### What to do
Rewrite the listing from the line containing "dog's snout, given" down to the line containing "(1385, 771)", changing "faceted rubber ball" to "rubber ball" and keeping everything else the same. Give only those lines.
***
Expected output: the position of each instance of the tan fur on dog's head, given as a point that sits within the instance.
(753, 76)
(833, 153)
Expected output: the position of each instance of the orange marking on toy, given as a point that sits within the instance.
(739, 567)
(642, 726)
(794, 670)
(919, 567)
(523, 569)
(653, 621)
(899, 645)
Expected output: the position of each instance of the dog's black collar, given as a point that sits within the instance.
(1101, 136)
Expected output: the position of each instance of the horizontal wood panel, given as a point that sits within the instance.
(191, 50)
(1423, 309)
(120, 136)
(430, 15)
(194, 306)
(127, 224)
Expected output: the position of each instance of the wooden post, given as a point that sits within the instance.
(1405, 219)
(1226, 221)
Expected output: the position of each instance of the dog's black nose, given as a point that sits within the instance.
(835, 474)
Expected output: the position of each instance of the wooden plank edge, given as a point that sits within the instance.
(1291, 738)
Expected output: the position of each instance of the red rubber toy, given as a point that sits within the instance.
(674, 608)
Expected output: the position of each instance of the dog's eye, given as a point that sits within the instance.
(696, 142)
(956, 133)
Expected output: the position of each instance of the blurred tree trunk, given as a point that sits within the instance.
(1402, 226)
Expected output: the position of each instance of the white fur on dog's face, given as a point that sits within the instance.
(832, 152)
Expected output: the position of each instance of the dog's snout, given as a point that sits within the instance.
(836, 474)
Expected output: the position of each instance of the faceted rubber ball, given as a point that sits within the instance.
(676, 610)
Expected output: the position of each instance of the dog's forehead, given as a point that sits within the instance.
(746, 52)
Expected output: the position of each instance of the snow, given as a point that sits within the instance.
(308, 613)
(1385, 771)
***
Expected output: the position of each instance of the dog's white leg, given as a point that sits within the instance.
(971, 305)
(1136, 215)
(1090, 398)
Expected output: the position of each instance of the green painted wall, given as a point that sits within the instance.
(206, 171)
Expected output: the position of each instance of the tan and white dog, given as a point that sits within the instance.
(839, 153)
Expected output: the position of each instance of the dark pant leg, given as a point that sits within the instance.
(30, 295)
***
### Task response
Expected output: the position of each instance of the dog's snout, given as a point that sits within the instance.
(836, 474)
Expected output: the position of each instance of the rubber ball, given as a point that sits within the instance.
(676, 610)
Expected output: the position of each instance of the dog's forehead, given as a point that sits within the instance.
(746, 52)
Expected output: the position of each instance of the snow, given as a point that sits within the instance.
(308, 613)
(1385, 771)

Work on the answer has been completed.